BRIEF A: Decide whether each statement below agrees with the comment thread on gender equality at Los Alamos National Laboratory. For each, answer yes or no and quote the deciding words of the thread. (i) One commenter states that merit plays no part in hiring at LANL. (ii) The first comment names Rocky Flats and Los Alamos as toxic wastelands. (iii) The thread header gives the number of comments as 33.
BRIEF B: In the comment thread on gender equality at Los Alamos National Laboratory, which two sites does the first comment name?

LANL Advancing Gender Equality

Los Alamos National Laboratory Commits To Advancing Gender Equality In Nuclear Policy

https://www.ladailypost.com/content/los-alamos-national-laboratory-commits-advancing-gender-equality-nuclear-policy

33 comments:

Anonymous said...

If women had run Rocky Flats or Hanford, they wouldn't be the toxic wastelands they are today. Let's face it, us guys can't seem to get our beer cans in the trash or our dirty clothes in the hamper, or keep our plutonium out of the air ducts.

Anonymous said...

"If women had run Rocky Flats or Hanford, they wouldn't be the toxic wastelands they are today. Let's face it, us guys can't seem to get our beer cans in the trash or our dirty clothes in the hamper, or keep our plutonium out of the air ducts.

11/21/2019 8:08 PM"

Good point however why would women want men in their bathroom.

Anonymous said...

OK, lets make "gender equality" in hiring very sensitive national security people the main concern. What a joke. How about merit, experience,and expertise??

Anonymous said...

"How about merit, experience,and expertise??"

How do you define merit? Do you want a bunch of wanna be professors at NNSA labs that want do research? I think not. There is no way to judge merit, expertise or experience. They have no meaning and if you say they do than are not relevant.

Ok joking aside, how does merit mean anything at the current labs? At LANL it is non stop hiring and merit has nothing to do with it.

THE DATA:
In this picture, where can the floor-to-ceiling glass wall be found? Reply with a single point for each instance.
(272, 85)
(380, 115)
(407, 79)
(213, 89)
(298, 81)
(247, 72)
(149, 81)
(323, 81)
* * *
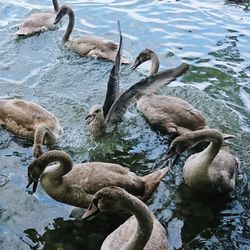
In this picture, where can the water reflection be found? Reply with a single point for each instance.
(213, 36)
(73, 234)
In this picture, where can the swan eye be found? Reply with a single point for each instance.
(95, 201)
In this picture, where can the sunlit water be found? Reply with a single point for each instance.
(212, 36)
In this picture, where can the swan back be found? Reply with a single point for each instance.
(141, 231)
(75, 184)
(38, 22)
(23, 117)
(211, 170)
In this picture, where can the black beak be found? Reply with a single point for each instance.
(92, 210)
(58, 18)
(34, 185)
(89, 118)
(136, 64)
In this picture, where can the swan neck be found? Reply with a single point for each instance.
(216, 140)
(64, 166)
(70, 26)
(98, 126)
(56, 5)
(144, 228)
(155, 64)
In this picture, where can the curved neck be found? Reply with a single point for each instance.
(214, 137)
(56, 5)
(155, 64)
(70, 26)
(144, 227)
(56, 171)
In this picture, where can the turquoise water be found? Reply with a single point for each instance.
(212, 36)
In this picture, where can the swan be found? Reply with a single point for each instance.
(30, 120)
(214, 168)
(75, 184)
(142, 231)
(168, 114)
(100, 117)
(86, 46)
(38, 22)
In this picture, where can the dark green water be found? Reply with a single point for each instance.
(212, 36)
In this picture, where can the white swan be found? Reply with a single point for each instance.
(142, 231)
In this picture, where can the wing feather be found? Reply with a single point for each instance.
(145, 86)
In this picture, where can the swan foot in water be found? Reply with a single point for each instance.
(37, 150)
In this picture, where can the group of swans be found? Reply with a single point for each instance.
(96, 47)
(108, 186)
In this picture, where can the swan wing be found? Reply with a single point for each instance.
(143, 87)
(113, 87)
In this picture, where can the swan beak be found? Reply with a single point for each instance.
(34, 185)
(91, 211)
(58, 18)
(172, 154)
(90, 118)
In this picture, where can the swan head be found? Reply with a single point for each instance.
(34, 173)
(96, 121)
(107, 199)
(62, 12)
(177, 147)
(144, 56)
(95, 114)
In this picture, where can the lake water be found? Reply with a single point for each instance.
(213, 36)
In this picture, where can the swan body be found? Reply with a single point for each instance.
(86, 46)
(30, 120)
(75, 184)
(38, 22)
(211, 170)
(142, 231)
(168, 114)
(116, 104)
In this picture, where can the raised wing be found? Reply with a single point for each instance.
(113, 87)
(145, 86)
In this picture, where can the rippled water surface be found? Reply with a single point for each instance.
* * *
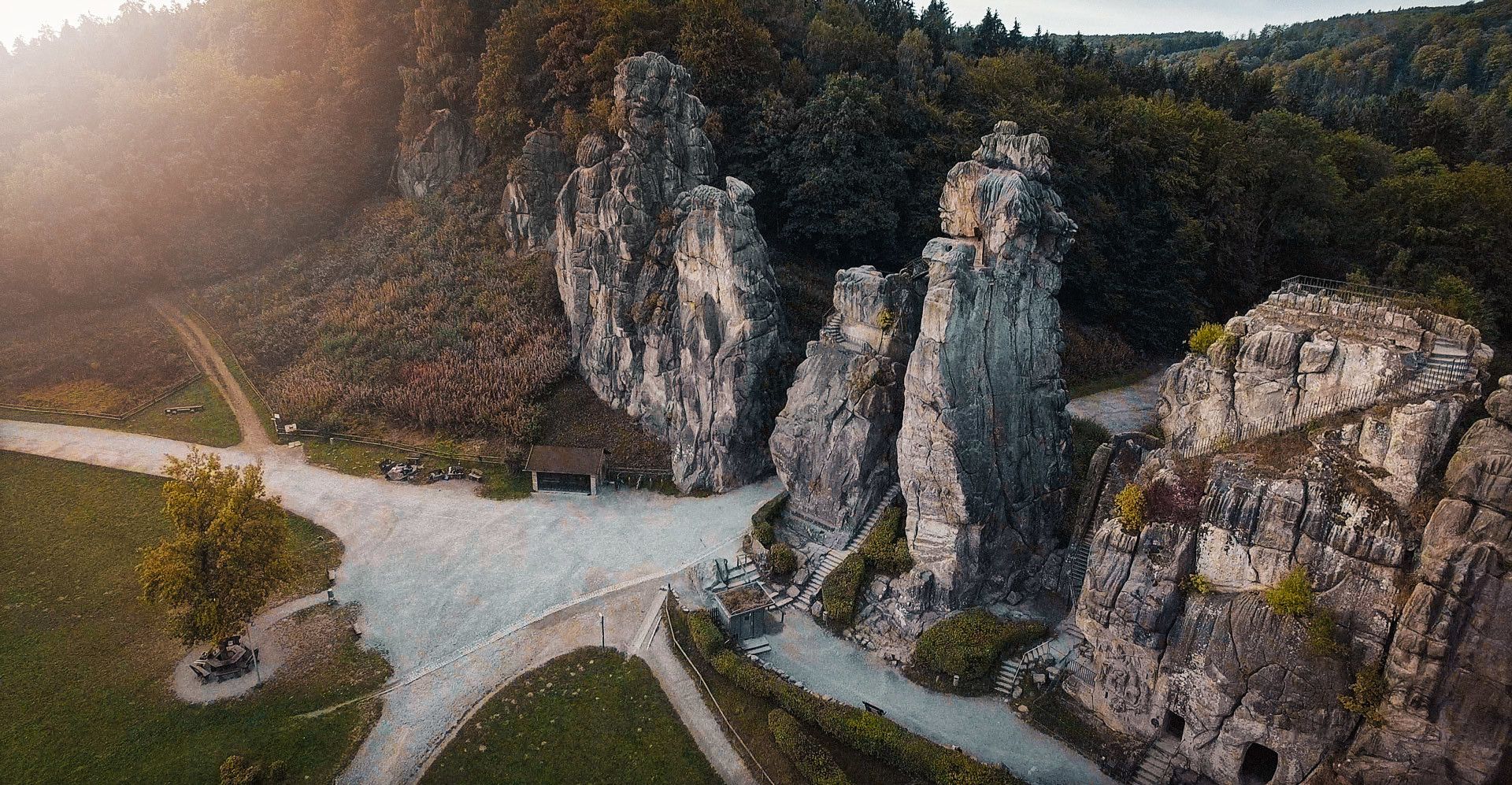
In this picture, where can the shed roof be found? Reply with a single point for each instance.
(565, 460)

ANSWER SPACE A:
(i) Yes: "At LANL it is non stop hiring and merit has nothing to do with it."
(ii) No: "If women had run Rocky Flats or Hanford, they wouldn't be the toxic wastelands they are today."
(iii) Yes: "33 comments:"

ANSWER SPACE B: Rocky Flats and Hanford.